- [Reading text]
※ ※ ※

It remains that, even though the penal law does not formally regulate the preventive measures, the practical consequences of their sanctions are not very different from those related to the penal rules. For example, the application of the preventive measures imply either the prohibition of residence (divieto di soggiorno) in one or more given cities or, in the case of particularly dangerous persons (persona di particolare pericolosità), an order for compulsory residence in a specified municipality (obbligo di soggiorno in un determinato comune). The violation of these provisions is punishable with imprisonment.
Now, after the Italian Parliament approved the 2015 anti-terrorism decree, the preventive measures system can also be applied to combat the current forms of religion-inspired terrorism. More specifically, these measures can be applied to “those who, working in groups or individually, are engaging in preparatory acts, objectively relevant, directed to take part in a conflict in a foreign territory in support of a terrorist organization which pursues the aims laid down in article 270 sexies of the Italian penal code”. This complicates the relationships State-Islam(s), especially in the light of other pressing problems, like those related to immigration.
In this sense, the climate of fear and insecurity has produced some sort of epistemological obstacles, based on which media, many politicians, and public actors, tend to consider Islam and the corresponding groups unable of a factual collaboration with the State. This is because the Islamic organizations are considered ‘others’, different from the denominations deemed more compatible with the traditional system of State-confessions relationship established in Italy until now : a system that has been determined through the implementation of Articles 7 and 8 of the Constitution as well as the 1159/1929 Law, approved during the fascist regime.
In brief, the ways of addressing these problems are now being strongly influenced by the current threat of religion-inspired terrorism. A threat that is accentuated according to the 2018 security decree (no. 113) – also called Salvini decree, named after Matteo Salvini, interior Minister and leader of the far-right League, won a vote in Parliament last December 2018. Not surprisingly, this decree stresses the need to prevent illegal acts perpetuated by both mafia-type organizations and terrorist groups (Articles 16-23). The fact that the 2018 decree does not mention Islam is very significant ; in reality, that absence is notable only for its deafening silence.
On other words, when facing issues regarding religious freedom and the relative constitutional provisions, the attitude of policy-makers is often subject to issues concerning Islam. In the light of the emotional wave resulting from the climate of insecurity and fear, these issues could be influenced, if not manipulated, by the artificial and sensational analyses regarding both the current forms of religion-inspired terrorism and the pressing process of immigration.

Francesco Alicino
  • May 2017 : The Italian Case of Kirpan : “You must adapt to our values”

※ ※ ※

- [Your tasks]
[1] Please set down, word for word, the part of the passage on Italy's preventive measures that opens with the words containing "In this sense, the" and closes with "the fascist regime.".
[2] According to the passage on Italy's preventive measures, what other name is used for the 2018 security decree (no. 113)?
[3] Translate this sentence from the passage on Italy's preventive measures into Spanish: "The violation of these provisions is punishable with imprisonment."

- [Stored data]
※ ※ ※

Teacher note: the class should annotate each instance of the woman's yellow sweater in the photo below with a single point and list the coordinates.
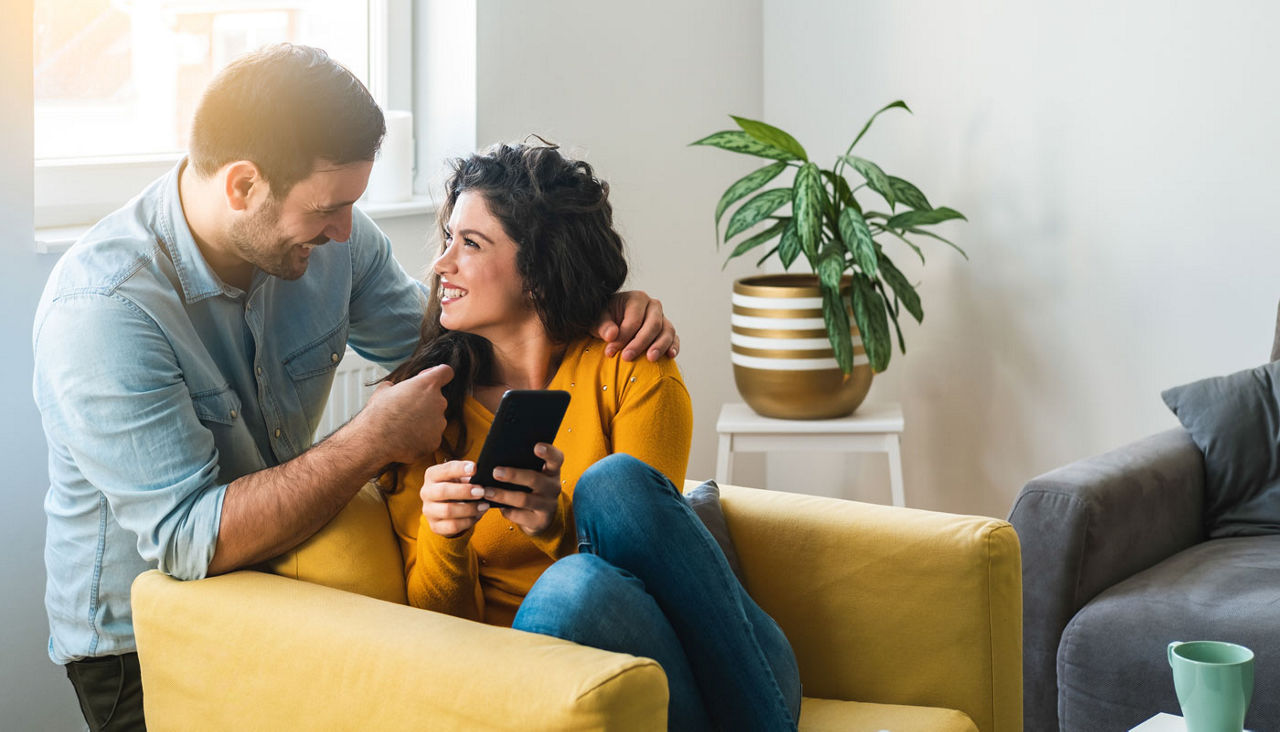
(638, 408)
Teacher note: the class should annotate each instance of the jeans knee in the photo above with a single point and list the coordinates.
(613, 484)
(568, 595)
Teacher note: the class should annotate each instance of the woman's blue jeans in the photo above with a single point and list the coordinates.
(649, 580)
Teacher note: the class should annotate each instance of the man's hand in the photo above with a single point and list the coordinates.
(634, 324)
(405, 421)
(274, 509)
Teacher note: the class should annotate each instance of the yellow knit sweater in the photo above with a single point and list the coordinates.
(638, 408)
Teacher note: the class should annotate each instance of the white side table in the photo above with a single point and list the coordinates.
(873, 428)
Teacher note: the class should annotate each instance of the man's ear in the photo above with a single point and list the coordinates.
(242, 183)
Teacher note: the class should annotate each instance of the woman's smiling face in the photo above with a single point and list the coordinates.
(481, 291)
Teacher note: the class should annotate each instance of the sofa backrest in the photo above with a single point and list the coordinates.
(356, 552)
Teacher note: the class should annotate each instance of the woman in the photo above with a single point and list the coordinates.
(602, 550)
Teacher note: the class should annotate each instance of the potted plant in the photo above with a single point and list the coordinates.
(810, 352)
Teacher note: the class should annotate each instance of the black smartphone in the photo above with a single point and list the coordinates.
(524, 419)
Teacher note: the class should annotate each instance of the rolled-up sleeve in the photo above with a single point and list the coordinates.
(115, 403)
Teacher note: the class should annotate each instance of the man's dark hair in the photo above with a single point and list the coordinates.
(568, 256)
(283, 108)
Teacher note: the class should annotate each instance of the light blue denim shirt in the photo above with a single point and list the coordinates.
(159, 384)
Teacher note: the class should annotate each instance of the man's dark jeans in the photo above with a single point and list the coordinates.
(110, 691)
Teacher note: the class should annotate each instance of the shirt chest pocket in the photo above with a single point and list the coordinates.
(311, 370)
(218, 407)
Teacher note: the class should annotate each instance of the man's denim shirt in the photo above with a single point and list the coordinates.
(159, 384)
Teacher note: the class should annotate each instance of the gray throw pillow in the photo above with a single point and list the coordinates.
(704, 499)
(1235, 422)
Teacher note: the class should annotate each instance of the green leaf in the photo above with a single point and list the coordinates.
(874, 177)
(807, 207)
(872, 321)
(755, 210)
(789, 247)
(739, 141)
(831, 266)
(910, 219)
(908, 195)
(772, 136)
(748, 184)
(757, 239)
(858, 239)
(903, 289)
(842, 192)
(835, 312)
(897, 104)
(910, 243)
(932, 236)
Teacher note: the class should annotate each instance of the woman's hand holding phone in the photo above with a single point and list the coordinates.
(449, 503)
(452, 506)
(533, 511)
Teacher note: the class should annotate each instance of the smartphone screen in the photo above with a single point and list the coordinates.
(524, 419)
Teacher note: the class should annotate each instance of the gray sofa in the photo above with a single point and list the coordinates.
(1115, 566)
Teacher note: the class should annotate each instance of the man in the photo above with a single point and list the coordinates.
(186, 344)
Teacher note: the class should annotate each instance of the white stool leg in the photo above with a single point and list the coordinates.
(895, 470)
(723, 458)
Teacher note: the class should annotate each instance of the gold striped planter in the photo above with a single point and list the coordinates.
(782, 362)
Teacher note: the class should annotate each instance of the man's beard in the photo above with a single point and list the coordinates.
(256, 241)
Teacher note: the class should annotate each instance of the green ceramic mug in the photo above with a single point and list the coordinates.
(1215, 684)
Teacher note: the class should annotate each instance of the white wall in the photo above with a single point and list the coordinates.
(626, 87)
(33, 692)
(1116, 163)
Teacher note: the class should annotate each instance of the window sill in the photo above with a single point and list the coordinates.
(58, 239)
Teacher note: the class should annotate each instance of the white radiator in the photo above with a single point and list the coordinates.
(348, 392)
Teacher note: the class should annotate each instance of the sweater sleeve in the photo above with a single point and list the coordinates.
(560, 539)
(440, 573)
(446, 575)
(656, 420)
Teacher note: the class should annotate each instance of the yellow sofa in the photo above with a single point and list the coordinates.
(900, 618)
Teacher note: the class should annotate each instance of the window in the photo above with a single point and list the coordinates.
(118, 81)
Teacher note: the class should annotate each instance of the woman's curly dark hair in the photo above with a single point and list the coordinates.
(568, 257)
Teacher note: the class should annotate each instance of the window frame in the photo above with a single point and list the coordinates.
(72, 193)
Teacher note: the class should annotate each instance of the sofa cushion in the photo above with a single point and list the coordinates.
(1235, 422)
(355, 552)
(836, 716)
(1111, 664)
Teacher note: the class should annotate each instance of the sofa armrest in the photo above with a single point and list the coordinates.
(1089, 525)
(256, 652)
(885, 604)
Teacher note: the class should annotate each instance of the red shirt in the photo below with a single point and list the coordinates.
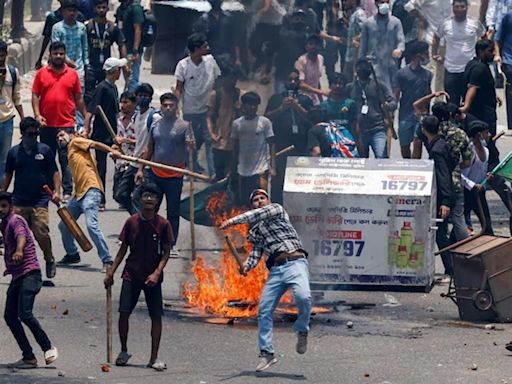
(57, 95)
(146, 240)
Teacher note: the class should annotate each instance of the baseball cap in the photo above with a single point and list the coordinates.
(113, 63)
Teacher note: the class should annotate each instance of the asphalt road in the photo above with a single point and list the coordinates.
(420, 341)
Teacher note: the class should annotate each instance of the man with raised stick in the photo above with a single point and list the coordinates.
(273, 234)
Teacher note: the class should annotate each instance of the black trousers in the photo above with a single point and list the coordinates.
(21, 295)
(455, 86)
(471, 203)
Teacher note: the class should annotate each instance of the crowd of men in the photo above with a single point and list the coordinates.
(377, 58)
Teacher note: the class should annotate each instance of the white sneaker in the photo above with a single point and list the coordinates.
(51, 355)
(266, 360)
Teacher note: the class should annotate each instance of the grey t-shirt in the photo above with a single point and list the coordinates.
(170, 136)
(252, 135)
(413, 85)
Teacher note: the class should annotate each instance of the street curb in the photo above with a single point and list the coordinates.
(25, 54)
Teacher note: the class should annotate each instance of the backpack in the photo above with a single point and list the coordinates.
(148, 25)
(14, 77)
(340, 140)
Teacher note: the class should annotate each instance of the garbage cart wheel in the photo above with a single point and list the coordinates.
(482, 300)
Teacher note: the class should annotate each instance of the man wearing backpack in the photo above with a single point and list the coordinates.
(10, 100)
(130, 19)
(101, 35)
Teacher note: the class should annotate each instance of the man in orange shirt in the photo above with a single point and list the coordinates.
(88, 194)
(169, 137)
(56, 94)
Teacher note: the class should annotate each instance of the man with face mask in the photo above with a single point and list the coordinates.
(33, 164)
(372, 101)
(169, 139)
(460, 33)
(383, 42)
(106, 96)
(288, 113)
(411, 83)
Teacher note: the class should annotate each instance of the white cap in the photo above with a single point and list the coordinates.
(113, 63)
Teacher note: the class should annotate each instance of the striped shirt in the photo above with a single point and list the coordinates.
(271, 233)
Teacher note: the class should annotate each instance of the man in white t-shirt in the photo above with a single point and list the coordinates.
(195, 78)
(254, 147)
(460, 34)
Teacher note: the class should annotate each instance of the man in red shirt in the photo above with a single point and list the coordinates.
(56, 95)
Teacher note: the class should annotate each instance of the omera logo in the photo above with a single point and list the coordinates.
(405, 200)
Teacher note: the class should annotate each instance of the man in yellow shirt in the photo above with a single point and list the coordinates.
(88, 194)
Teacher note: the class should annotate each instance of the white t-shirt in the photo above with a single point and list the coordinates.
(252, 135)
(460, 40)
(198, 81)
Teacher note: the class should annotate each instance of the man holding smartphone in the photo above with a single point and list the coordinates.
(10, 102)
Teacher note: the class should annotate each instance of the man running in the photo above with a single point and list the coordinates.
(273, 234)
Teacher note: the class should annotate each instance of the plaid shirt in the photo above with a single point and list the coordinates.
(75, 39)
(271, 233)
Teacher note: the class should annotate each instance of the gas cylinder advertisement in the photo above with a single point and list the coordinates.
(365, 223)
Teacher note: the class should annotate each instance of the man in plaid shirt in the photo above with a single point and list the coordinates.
(273, 234)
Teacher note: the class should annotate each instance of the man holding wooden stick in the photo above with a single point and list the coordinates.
(169, 137)
(273, 234)
(87, 198)
(149, 238)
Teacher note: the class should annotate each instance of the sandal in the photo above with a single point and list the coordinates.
(158, 365)
(122, 358)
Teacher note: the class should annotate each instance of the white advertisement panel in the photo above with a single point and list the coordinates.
(364, 221)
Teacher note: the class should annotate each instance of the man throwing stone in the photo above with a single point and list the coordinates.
(272, 233)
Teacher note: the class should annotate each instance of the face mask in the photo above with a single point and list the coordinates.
(29, 141)
(64, 143)
(364, 74)
(384, 8)
(168, 113)
(143, 101)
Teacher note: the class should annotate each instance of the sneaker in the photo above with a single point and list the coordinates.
(51, 269)
(266, 360)
(302, 342)
(106, 266)
(70, 259)
(51, 355)
(24, 364)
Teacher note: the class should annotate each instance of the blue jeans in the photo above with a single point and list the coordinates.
(198, 121)
(133, 81)
(171, 189)
(6, 129)
(21, 295)
(378, 142)
(88, 204)
(294, 275)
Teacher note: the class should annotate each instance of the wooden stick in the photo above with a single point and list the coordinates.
(109, 324)
(498, 136)
(191, 201)
(165, 166)
(235, 254)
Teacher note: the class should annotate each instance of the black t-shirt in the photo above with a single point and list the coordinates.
(100, 39)
(105, 95)
(31, 172)
(317, 138)
(283, 124)
(483, 106)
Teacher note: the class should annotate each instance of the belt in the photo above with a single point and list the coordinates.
(284, 258)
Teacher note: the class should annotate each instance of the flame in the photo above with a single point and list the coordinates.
(217, 286)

※ ※ ※

- [Answers by task]
[1]
In this sense, the climate of fear and insecurity has produced some sort of epistemological obstacles, based on which media, many politicians, and public actors, tend to consider Islam and the corresponding groups unable of a factual collaboration with the State. This is because the Islamic organizations are considered ‘others’, different from the denominations deemed more compatible with the traditional system of State-confessions relationship established in Italy until now : a system that has been determined through the implementation of Articles 7 and 8 of the Constitution as well as the 1159/1929 Law, approved during the fascist regime.

[2] The Salvini decree.

[3] La violación de estas disposiciones se castiga con prisión.